What you should do: Retype the records with no changes, from the start through the line that contains "<point>353,322</point>".

Material to process:

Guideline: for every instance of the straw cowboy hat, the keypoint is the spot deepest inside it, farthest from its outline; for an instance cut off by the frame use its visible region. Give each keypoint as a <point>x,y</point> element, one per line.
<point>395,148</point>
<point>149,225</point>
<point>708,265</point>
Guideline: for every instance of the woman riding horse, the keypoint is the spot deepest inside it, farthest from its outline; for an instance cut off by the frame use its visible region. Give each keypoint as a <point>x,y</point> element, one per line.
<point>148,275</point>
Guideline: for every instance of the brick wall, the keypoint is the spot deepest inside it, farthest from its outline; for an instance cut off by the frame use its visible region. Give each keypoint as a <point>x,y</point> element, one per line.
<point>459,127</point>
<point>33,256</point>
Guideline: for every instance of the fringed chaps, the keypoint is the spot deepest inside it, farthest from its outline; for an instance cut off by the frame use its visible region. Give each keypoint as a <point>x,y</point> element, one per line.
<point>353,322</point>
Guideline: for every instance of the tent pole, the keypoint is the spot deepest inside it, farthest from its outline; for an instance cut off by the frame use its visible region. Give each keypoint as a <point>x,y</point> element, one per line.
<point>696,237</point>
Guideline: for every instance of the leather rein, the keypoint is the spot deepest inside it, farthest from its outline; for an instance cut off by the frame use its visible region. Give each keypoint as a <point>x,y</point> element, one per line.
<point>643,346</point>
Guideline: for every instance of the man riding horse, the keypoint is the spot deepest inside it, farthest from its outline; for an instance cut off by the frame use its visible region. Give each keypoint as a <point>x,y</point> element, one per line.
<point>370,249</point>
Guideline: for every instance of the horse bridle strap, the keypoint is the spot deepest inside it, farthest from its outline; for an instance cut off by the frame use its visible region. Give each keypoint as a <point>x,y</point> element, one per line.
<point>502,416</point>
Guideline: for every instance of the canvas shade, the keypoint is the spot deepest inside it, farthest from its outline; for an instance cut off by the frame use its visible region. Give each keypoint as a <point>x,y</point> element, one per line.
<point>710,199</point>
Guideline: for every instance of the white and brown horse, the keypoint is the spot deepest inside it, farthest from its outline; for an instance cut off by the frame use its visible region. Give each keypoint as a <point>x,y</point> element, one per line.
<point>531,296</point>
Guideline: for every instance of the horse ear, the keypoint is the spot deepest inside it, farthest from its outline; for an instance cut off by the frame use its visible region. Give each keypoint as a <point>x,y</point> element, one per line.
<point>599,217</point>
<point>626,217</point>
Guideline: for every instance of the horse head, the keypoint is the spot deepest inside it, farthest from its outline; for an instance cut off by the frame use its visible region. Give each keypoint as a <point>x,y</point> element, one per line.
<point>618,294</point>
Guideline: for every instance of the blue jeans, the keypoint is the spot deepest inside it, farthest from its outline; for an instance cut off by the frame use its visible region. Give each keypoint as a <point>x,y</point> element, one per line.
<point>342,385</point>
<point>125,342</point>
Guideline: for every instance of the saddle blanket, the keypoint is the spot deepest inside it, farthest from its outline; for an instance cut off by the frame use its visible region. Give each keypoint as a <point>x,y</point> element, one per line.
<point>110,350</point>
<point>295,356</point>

Solution for this problem:
Guideline: for every instance of the straw cowboy hat, the keypoint is the spot deepest inside it, farthest from its outline; for an instance cut off by the frame use its visible region. Give each keypoint as a <point>x,y</point> element, one per line.
<point>395,148</point>
<point>149,225</point>
<point>708,265</point>
Guideline: for every instance of the woman riding horse, the keypoint is the spot deepest inside it, farthest from its outline; for an instance cut off by the frame use its visible region. Give each keypoint as a <point>x,y</point> element, one per line.
<point>148,275</point>
Guideline: for every instance of the brick wall, the keypoint is the spot deepest inside it, farthest from its outline; for an instance cut off by the frame use its visible region. Give each keypoint as a <point>x,y</point> element, one per line.
<point>459,127</point>
<point>33,256</point>
Guideline: for every instance of the fringed chaps, the keypoint is the spot deepest inside it, farthest from its outline; for an instance cut off by the frame use its visible region. Give each keypoint as a <point>x,y</point> element, one per line.
<point>353,322</point>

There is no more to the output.